* **AIM OF THE EXERCISE**
Reproduce every one of the following items verbatim, leaving out the pictures.

Entries from a dataset
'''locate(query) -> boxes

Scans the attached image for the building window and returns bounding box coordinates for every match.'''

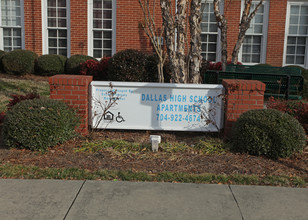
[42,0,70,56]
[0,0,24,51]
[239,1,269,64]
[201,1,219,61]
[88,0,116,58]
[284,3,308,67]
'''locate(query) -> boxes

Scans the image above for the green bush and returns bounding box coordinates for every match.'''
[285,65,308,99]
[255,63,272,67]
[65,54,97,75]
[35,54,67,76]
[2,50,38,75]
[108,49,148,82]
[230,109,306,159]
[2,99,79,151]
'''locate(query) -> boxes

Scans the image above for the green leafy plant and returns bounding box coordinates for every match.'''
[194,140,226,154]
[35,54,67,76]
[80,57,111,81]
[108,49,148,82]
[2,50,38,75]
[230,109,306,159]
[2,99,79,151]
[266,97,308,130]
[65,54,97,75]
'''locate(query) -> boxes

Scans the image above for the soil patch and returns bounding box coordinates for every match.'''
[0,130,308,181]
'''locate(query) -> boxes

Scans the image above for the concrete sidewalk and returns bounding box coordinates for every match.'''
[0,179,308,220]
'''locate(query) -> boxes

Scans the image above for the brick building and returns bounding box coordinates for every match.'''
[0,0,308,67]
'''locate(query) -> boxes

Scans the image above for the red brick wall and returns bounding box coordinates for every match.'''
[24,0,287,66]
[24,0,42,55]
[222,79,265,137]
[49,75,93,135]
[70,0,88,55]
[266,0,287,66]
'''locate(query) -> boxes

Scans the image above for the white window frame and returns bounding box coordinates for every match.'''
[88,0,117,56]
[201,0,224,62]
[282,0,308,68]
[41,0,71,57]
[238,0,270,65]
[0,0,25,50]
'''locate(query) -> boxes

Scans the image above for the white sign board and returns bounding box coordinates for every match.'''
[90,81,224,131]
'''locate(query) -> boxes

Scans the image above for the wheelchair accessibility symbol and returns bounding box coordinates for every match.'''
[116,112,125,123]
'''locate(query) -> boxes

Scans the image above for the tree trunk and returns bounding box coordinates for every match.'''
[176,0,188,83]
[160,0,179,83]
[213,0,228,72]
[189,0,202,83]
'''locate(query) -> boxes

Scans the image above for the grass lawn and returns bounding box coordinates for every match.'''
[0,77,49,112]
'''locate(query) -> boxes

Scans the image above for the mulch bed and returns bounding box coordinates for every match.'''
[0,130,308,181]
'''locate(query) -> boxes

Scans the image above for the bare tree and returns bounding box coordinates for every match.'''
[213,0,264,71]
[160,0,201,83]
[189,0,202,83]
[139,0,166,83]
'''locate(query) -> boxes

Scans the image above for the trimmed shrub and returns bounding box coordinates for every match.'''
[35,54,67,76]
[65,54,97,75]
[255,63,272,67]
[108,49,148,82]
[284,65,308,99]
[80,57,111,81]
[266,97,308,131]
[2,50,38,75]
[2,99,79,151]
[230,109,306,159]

* **WRITTEN ANSWER**
'''locate(query) -> boxes

Scans the attached image for the building window and returns bounding box coordinates for every match.'''

[42,0,70,56]
[0,0,24,51]
[239,1,269,64]
[201,1,219,61]
[88,0,116,58]
[284,3,308,67]
'''locate(query) -> boxes

Scans the image above for the green bush and returns bounding box coordinates for every match.'''
[285,65,308,99]
[255,63,272,67]
[65,54,97,75]
[35,54,67,76]
[2,50,38,75]
[108,49,148,82]
[230,109,306,159]
[2,99,79,151]
'''locate(query) -> boxes

Scans the image above for the green leafy plant and returns bounding box coordinates for every match.'''
[194,140,226,154]
[35,54,67,76]
[80,57,111,81]
[108,49,148,82]
[2,50,38,75]
[230,109,306,159]
[2,99,79,151]
[266,97,308,130]
[65,54,97,75]
'''locate(query) -> boxes

Scans the image above for the soil patch and returns bounding box coordinates for every match.'''
[0,130,308,181]
'''locate(query) -> boxes

Scans the image above for the concrete sidewalk and returns bounding box coordinates for every match.'''
[0,179,308,220]
'''locate(query) -> boxes

Scans the image above for the brick building and returns bounding box coordinates for every match.'''
[0,0,308,67]
'''locate(query) -> boxes

Scans the image above for the red brick wall and returns bounding box coordinates for every match.'''
[24,0,287,66]
[24,0,42,55]
[222,79,265,137]
[49,75,93,135]
[70,0,88,55]
[266,0,287,66]
'''locate(query) -> boxes

Scans the image above for the white window frame and returns bounding box coordinates for every match.'''
[88,0,117,56]
[201,0,224,62]
[282,0,308,68]
[41,0,71,57]
[238,0,270,65]
[0,0,25,50]
'''locate(query) -> boxes

Scans the image above for the white sign board and returns bounding box coordinates for every match.'''
[90,81,224,131]
'''locate(query) -> boxes

Scans the image above for the wheelchair accessibility symbol and returns bounding box coordinates for every match.'''
[116,112,125,123]
'''locate(query) -> boxes

Scans the image above for the tree trunk and returns bounding box coordinates for every match.'''
[176,0,188,83]
[160,0,179,83]
[213,0,228,72]
[189,0,202,83]
'''locate(query) -> boxes

Scans the image above for the grass lawn and returns bounding box coordinates for every match.'''
[0,77,49,112]
'''locate(query) -> boxes

Scans the image above for the mulch bed and returns bounding box coordinates for every match.'''
[0,130,308,181]
'''locate(query) -> boxes

Scans the image above for the bare tree and returns bounding box coordinates for every match.'''
[213,0,264,71]
[160,0,201,83]
[189,0,202,83]
[139,0,166,83]
'''locate(query) -> boxes

Scans the image above for the trimmed shrub and returns bounding box coordinates for every match.'''
[35,54,67,76]
[65,54,97,75]
[255,63,272,67]
[108,49,148,82]
[284,65,308,99]
[80,57,111,81]
[266,97,308,131]
[2,50,38,75]
[2,99,79,151]
[230,109,306,159]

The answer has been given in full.